Outside Of A Horse
The outside of a horse is good for in the inside of a man. I’m not sure when I first heard the term, but I’m sure it was uttered sometime in my youth. Maybe the local rodeo, maybe in passing, some farmhand or cowboy, some old-timer offering wisdom to men and boys who had either already heard it or were too young to understand it. For whatever reason, the phrase never affected me. Until his funeral.
It was Colorado. August. Family gathered in the midst of a pandemic, in the midst of death. His brother spoke the words, braver than I would be, stronger than most. He wasn’t my uncle, but I called him that because third cousin-once-removed failed to encompass the connection, fails still to grasp what he and his brother mean to me. Too old to be cousins, too young to be grandfathers. Both knew my father, spilled blood with him on the mountain, and over time, spilled blood with me in the same way. Hunting elk is our family's communion, a religious act that connects us to the past, the present, and the heartbreak of inevitable death. Horses have been the harbingers of that death. Sometimes to the animals. Sometimes to us.
The outside of a horse is good for the inside of a man. My mother still remembers a ride they took together in the mountains of the San Isabel. She tells it like it was only yesterday, the four of them together, horses and humans, the pine tree shadows tickling the backs of all, the sun peeking through small holes in the canopy, the smell of fresh earth. He was a natural. Rode horses all his life; was comfortable around them in the way mothers are comfortable around children that aren’t their own.

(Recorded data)

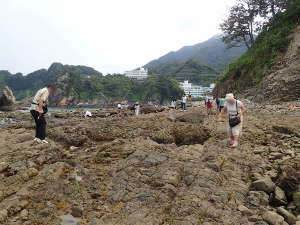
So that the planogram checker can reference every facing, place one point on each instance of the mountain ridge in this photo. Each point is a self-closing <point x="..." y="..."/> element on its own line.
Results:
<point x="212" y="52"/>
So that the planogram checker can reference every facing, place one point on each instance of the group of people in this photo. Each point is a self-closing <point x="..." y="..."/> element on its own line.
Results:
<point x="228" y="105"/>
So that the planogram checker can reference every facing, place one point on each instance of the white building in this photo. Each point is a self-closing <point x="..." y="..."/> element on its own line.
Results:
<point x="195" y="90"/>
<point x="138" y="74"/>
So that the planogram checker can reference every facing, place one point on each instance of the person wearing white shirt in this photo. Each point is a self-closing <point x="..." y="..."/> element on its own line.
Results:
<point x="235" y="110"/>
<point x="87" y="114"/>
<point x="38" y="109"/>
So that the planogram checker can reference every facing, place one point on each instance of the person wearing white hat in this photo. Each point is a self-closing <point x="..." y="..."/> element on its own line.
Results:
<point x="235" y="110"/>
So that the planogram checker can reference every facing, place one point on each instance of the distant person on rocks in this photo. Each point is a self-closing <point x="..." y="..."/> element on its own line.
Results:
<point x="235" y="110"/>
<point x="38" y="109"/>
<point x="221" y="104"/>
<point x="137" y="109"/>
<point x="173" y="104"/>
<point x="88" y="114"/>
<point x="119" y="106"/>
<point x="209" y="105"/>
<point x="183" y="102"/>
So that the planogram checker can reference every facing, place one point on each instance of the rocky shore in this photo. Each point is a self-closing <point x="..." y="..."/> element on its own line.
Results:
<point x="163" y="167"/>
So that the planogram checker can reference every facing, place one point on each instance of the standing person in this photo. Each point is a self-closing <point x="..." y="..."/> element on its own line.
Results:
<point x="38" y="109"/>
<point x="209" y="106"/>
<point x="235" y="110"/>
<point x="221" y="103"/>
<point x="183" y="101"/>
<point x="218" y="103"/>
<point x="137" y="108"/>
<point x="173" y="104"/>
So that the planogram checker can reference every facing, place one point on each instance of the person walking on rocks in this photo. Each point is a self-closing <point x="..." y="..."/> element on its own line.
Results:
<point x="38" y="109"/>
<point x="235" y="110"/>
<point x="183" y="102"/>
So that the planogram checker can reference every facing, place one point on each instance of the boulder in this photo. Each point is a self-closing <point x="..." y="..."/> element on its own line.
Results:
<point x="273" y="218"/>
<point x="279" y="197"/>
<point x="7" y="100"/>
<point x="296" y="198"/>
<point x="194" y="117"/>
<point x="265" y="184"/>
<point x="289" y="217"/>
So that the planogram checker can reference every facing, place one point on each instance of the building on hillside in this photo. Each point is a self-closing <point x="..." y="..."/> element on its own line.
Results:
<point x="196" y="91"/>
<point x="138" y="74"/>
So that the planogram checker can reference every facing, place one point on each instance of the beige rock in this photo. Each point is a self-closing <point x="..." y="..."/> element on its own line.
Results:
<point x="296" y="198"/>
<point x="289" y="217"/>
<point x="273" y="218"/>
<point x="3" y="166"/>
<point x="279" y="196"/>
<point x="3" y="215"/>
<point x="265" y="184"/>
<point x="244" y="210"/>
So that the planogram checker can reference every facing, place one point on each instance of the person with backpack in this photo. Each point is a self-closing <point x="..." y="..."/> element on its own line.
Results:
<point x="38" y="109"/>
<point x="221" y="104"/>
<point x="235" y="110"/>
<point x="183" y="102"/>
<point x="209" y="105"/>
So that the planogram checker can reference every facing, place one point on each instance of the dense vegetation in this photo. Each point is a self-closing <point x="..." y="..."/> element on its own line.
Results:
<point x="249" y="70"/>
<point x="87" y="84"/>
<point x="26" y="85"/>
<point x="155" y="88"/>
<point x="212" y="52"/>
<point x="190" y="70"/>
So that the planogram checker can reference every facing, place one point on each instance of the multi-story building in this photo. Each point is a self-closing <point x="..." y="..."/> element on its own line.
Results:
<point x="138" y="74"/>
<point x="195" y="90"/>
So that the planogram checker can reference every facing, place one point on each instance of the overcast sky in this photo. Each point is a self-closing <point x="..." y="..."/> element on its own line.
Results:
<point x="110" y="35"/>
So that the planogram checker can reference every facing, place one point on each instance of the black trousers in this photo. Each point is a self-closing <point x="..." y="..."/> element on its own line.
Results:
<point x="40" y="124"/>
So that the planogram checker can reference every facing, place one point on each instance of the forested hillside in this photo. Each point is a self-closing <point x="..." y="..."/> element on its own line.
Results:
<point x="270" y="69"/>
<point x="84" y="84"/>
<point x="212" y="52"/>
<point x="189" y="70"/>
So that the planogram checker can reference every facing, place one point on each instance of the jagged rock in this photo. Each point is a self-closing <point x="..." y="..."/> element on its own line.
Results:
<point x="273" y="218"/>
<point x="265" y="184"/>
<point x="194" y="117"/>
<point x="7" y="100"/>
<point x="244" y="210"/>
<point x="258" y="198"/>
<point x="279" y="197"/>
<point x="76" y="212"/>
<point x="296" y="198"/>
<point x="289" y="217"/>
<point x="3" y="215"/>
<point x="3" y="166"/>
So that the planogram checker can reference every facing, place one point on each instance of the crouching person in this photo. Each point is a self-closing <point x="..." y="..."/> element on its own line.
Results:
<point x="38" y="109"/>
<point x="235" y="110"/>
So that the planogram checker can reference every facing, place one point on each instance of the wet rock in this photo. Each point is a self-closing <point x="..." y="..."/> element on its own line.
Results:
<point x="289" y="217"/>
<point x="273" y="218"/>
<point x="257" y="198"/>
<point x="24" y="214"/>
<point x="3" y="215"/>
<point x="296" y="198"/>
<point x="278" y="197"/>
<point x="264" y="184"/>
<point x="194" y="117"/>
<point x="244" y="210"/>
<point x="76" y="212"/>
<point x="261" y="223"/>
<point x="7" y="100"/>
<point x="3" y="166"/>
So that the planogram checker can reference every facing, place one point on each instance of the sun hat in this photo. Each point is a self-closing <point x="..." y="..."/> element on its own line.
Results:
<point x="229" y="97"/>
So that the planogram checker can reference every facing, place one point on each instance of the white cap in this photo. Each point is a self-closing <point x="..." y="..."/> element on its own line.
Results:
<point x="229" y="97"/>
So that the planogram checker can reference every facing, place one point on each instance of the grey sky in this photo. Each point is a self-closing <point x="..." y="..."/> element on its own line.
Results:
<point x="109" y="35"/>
...
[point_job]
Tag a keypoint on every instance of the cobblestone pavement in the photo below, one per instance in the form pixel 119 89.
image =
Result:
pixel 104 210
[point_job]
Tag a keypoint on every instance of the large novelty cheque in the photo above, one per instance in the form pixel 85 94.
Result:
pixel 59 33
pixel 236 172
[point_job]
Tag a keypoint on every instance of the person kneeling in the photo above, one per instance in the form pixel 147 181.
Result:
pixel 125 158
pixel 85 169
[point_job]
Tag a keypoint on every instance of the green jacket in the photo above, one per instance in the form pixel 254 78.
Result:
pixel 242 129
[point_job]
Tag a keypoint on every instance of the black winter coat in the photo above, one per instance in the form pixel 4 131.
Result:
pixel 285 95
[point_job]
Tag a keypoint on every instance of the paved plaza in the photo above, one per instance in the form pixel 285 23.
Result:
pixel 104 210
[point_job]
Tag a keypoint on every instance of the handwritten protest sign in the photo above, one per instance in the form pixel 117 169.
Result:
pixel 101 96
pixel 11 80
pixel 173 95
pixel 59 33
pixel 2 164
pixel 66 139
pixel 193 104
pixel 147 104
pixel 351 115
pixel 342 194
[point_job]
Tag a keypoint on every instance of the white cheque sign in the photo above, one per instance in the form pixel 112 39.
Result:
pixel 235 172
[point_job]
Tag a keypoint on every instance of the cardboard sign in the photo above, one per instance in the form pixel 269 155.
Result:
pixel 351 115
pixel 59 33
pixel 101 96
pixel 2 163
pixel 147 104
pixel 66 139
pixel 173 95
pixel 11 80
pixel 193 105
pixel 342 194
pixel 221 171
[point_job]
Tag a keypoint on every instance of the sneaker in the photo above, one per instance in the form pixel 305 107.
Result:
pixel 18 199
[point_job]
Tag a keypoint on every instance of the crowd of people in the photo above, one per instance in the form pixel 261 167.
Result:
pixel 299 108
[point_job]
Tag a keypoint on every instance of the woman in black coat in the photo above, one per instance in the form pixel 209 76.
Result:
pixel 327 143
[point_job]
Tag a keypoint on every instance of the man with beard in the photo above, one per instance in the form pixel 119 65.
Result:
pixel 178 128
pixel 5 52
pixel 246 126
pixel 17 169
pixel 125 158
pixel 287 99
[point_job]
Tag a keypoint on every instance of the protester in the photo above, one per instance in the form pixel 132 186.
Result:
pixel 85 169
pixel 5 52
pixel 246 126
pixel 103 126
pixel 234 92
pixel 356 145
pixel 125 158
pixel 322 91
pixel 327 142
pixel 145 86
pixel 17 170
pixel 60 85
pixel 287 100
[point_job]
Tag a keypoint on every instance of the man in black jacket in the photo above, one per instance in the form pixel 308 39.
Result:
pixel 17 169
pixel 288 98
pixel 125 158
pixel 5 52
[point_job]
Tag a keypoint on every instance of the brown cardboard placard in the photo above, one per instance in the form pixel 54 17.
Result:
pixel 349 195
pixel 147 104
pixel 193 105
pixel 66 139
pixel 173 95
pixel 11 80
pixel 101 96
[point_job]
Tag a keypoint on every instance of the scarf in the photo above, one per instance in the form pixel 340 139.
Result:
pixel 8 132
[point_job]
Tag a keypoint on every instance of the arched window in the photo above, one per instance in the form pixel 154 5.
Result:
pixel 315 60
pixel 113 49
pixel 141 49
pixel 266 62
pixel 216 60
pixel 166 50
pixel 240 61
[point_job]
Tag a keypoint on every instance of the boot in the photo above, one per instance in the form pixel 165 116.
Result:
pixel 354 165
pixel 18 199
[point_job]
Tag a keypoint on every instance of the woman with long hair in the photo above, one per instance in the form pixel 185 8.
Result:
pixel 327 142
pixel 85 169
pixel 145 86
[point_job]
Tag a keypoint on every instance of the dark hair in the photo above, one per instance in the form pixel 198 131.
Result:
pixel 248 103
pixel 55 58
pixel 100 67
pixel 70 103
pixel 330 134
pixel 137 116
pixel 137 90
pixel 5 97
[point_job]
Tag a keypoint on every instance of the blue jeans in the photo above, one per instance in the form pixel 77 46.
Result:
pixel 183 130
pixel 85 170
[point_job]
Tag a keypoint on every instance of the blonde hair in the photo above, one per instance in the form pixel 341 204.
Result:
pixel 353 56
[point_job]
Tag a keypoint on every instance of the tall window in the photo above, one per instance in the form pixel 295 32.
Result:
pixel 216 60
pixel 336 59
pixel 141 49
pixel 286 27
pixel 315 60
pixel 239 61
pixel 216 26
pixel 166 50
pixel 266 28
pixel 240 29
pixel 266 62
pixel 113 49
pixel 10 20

▶ _Brief 1_: Sum up the horse essay in two sentences.
▶ _Brief 2_:
Answer these questions from the horse essay:
(a) In what state and month was the funeral held?
(b) What does the writer call the family's elk hunting?
(c) In which mountains did the ride the writer's mother remembers take place?
▶ _Brief 3_: Pick up the horse essay after its last sentence and write the next paragraph.

▶ _Output 1_: The writer heard the saying that the outside of a horse is good for the inside of a man while young, but it meant nothing until a funeral in Colorado in August, during a pandemic. The man who died, whom the writer called uncle, shared the family's elk hunting and rode horses all his life, and the writer's mother still remembers a mountain ride with him in the San Isabel.

▶ _Output 2_:
(a) Colorado, in August.
(b) The family's communion, a religious act.
(c) The mountains of the San Isabel.

▶ _Output 3_:
I never was. Horses scared me. Everyone I knew seemed to know someone else who had either had their head kicked in or their back broken by one of the strange giants. Still, they were mysterious and attractive. Eventually, when I started guiding hunters on the Montana/Idaho border, I was forced to overcome my fears. We used them to bring hunters in, take dead elk out. Grown men were bucked off, kicked. Wildfires forced us out of the wilderness late one September. The horses got us home when it seemed like darkness and smoke were the only things left in the world. I began to love them, not even close to a horseman, but far from the skeptic I was in my youth.
The first horse I rode was basically a first date. The girl that became my wife took me to her in-laws where a grey horse with a tangled mane was let out of the coral for the first time in God-only-knows. The saddle was too loose, and as the stallion galloped off, then pitched and bucked, I slid comically to the side, almost parallel to the buffalo grass, my spine a rigid pole of fear, my hands and thighs a vice on anything they could find. Everyone behind me laughed, including my future in-laws, including my future ex-wife.
In West Texas, I worked on a 5-star resort and cattle ranch. Horses took guests on trail rides, brought rogue longhorns in from wild country. I fed them, helped the vet squeeze puss from the infected hoof of a big paint named Georgia. They walked freely around the adobe 2-bedroom I called home. Little Jimmy, a Morgan with deep black eyes, came into my yard to eat fresh grass around the chola cactus I watered in the evenings. One night, drunk and sick with self-pity, I walked to him in the moonlight as he grazed in the east pasture. He walked to me too, thinking I was bringing him handfuls of hay which had become my penchant. But I didn’t have hay, only tears. He took them anyway, nudged me with his face and neck as I wept into his warm, slick coat. Overhead, the clearest and starkest sky in the world covered us like a blanket with star holes, and I knew what my uncle must have known all his life.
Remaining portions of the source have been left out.